* Start DATA PROVIDED *

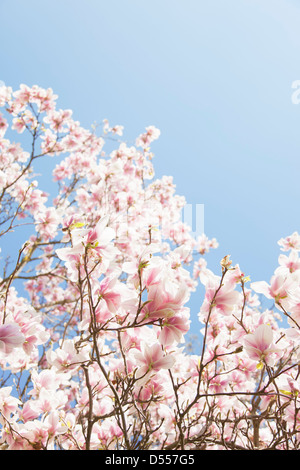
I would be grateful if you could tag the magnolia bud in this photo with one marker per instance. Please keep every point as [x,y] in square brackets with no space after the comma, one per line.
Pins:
[226,262]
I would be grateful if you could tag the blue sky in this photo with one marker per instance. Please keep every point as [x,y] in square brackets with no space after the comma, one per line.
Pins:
[215,76]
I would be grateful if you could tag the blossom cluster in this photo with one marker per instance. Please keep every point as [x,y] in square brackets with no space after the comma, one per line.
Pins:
[94,316]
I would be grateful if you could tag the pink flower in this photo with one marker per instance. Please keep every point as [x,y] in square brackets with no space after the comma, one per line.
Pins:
[10,338]
[151,360]
[259,345]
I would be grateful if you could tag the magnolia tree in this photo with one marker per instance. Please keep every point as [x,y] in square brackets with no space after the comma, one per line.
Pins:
[93,304]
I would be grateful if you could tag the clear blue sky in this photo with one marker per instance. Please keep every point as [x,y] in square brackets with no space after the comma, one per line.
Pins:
[215,76]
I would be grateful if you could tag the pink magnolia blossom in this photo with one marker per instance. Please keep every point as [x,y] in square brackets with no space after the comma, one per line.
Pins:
[259,345]
[282,288]
[10,338]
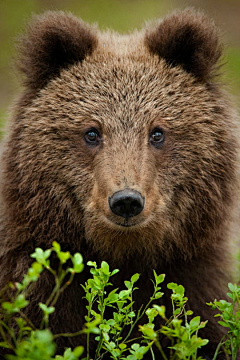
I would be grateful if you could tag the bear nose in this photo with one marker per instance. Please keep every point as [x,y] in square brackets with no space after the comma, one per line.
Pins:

* End DATA PROVIDED *

- SET PROBLEM -
Rewrite all the entries above, replacing each "Pins" with "Marks" and leaving everything else unchanged. Leave the pictures out.

- SOLUTION FOR THIS EXERCISE -
I would be grateful if you could tag the magnolia bud in this photo with one marker per instance. Please keep every point as [x,y] in square brackets with no space after the comma, one per line.
Marks:
[226,262]
I would be grateful if you could tag the blue sky in this photo with one marker per instance. Please keep every point as [x,y] in square brackets with no space after the comma, one per line.
Marks:
[215,76]
I would be grateful if you could tag the blossom cluster in this photo with one marker per instance. Please keep every point as [x,y] in square brackets with no space after the comma, one per line.
Marks:
[94,316]
I would be grateful if you could tag the pink flower in this photo with one marker per instance. Please keep every point as [x,y] in square brackets with no space after the comma, one per line.
Marks:
[10,338]
[151,360]
[259,345]
I would be grateful if you could tag the magnolia tree in this photo with one marker per instance. Please keep every point as [x,y] in square brackets with no space after the comma, one per line.
Marks:
[93,304]
I would be grateful if you could tag the clear blue sky in this photo with one marker per instance. Please keep every point as [x,y] in square brackets with no space after the comma, one per line.
Marks:
[215,76]
I would be grateful if you could tag the pink magnolia blossom in this photo with one marker per instance. Please keep every point as [x,y] in square brackets with no space after the comma, one per line.
Marks:
[259,345]
[282,288]
[10,338]
I would be grateful if you could tag the bear nose in this photo with one marker per instance. Please keep every point as [x,y] in square brackets with no space after the comma, one per line.
Marks:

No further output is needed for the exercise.